> _What you are asked to do_: Locate every line in the material below that contains the word "pitch", and copy each of those lines. Treat uppercase and lowercase letters as different.
# START OF Exercise material
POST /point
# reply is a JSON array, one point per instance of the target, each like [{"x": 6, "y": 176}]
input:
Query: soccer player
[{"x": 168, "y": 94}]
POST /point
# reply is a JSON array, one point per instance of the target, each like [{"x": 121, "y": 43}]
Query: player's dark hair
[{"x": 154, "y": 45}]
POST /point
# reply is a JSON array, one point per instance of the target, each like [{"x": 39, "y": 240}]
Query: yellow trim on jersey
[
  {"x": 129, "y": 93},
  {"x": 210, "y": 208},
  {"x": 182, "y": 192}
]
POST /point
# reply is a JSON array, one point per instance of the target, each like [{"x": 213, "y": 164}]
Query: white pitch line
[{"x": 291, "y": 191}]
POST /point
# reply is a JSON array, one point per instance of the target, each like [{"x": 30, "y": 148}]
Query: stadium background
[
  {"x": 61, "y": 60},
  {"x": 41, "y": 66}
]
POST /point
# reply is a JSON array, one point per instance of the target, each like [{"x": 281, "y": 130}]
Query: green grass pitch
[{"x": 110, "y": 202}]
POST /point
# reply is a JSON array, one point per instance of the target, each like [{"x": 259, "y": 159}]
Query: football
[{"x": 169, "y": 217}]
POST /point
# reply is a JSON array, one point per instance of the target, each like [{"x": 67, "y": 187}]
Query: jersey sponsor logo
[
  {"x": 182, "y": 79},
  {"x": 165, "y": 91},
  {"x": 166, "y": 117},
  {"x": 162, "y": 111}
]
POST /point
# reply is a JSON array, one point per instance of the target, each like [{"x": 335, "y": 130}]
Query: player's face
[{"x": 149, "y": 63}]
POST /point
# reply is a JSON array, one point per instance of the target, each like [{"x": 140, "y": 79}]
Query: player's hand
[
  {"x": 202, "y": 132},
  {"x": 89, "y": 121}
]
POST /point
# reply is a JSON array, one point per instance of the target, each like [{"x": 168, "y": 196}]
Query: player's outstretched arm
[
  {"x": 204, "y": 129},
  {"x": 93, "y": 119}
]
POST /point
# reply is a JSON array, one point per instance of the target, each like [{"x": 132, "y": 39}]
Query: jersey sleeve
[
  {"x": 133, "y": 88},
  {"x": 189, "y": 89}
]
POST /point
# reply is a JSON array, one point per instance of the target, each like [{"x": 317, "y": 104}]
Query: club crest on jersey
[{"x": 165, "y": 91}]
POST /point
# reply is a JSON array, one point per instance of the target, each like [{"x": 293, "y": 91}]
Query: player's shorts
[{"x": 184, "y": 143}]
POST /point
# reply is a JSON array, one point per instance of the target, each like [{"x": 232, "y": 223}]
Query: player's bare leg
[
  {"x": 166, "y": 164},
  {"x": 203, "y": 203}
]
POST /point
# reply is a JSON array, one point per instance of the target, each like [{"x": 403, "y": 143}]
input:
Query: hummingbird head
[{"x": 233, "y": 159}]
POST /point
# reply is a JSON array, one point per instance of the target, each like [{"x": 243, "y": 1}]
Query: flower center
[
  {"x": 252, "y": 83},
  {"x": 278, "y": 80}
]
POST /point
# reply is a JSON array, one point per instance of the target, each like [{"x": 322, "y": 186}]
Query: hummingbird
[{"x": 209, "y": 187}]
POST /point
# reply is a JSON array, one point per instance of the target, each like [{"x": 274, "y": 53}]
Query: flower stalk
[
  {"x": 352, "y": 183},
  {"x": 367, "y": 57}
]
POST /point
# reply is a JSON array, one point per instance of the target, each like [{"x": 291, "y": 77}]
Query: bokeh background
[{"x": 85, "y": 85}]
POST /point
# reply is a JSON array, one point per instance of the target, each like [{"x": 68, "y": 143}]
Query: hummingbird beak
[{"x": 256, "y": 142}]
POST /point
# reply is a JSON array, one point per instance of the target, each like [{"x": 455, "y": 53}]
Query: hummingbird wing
# END OF Exercise material
> _Result of this exercise_:
Query: white pitch line
Query: green grass pitch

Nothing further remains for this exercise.